## begin

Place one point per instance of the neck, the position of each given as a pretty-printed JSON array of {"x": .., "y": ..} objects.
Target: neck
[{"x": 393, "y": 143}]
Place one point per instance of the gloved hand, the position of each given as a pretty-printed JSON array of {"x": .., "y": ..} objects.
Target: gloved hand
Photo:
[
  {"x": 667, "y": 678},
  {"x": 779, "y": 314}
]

## end
## begin

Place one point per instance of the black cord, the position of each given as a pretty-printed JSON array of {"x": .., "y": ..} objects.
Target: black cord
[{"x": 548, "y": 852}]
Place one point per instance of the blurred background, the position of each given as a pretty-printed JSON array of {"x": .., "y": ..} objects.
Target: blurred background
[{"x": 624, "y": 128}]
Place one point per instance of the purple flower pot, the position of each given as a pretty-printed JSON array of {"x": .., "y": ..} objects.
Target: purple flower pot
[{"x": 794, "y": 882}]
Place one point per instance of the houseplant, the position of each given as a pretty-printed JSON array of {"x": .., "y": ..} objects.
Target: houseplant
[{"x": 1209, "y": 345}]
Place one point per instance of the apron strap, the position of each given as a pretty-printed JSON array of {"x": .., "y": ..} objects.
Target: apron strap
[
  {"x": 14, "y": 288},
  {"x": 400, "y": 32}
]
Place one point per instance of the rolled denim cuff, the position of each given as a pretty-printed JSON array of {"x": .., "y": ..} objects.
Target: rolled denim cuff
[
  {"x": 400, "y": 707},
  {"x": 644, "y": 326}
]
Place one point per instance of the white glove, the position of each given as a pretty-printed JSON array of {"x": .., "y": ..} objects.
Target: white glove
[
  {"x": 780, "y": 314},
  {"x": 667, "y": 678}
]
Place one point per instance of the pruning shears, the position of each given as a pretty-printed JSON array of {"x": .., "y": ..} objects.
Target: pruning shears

## end
## begin

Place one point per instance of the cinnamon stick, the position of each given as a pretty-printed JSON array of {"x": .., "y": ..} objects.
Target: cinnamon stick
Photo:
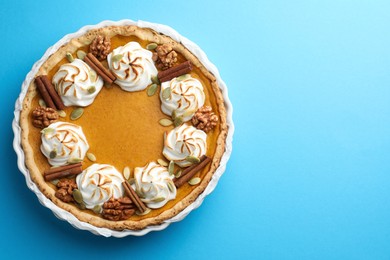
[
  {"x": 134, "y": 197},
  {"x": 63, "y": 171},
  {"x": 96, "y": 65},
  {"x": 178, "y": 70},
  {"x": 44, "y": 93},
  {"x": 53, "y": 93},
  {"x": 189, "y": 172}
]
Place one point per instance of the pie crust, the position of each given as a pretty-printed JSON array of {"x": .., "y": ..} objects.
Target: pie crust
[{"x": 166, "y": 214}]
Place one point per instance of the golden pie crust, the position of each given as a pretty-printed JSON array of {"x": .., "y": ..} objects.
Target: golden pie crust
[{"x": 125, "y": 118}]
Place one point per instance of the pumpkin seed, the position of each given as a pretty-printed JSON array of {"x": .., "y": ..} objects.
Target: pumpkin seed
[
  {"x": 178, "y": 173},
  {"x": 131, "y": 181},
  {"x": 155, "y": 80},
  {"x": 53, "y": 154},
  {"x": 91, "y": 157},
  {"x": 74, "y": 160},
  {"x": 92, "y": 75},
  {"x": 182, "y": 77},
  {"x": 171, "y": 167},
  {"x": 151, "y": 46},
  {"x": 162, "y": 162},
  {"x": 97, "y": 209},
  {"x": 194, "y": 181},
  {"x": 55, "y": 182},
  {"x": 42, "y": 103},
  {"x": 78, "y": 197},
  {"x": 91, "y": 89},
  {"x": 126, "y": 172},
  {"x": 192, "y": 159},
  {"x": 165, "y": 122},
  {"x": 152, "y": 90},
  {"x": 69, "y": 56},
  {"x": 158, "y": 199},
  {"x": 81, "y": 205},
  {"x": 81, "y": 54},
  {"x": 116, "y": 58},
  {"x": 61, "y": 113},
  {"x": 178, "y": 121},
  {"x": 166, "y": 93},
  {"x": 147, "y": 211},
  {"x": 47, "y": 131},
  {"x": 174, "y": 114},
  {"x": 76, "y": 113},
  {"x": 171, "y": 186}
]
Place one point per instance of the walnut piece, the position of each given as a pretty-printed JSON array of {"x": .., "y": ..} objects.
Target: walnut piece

## end

**WHAT THE EXERCISE ASKS:**
Can you write out, verbatim, the lines from the one containing "Place one point per instance of the pruning" to the one containing "Target: pruning shears", including both of those lines?

**SOLUTION:**
Place one point per instance of the pruning shears, the position of each given as a pretty-printed JSON array of {"x": .., "y": ..} objects.
Target: pruning shears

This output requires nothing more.